● WHAT YOU SHOULD DO:
Output the lines of the records from the one containing "Identify the telegraph" through the end of the records, both ends included, as a JSON list of strings with one string per line and blank lines omitted.

● THE RECORDS:

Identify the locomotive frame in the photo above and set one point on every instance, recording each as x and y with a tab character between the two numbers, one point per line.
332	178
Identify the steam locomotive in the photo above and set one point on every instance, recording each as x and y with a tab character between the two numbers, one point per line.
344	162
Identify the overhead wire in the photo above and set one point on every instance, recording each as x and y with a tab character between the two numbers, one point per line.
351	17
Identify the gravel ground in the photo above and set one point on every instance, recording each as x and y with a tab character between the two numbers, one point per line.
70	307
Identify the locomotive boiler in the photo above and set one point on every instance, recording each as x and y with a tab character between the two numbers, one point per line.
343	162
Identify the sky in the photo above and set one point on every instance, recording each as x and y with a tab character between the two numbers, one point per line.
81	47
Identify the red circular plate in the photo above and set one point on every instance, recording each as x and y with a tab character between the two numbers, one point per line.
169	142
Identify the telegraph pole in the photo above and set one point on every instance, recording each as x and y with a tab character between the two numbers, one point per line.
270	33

● REPLY TO THE EXERCISE:
[
  "Identify the telegraph pole in the photo above and set one point on every instance, recording each as x and y with a tab character between the two numbers, one point per line.",
  "270\t33"
]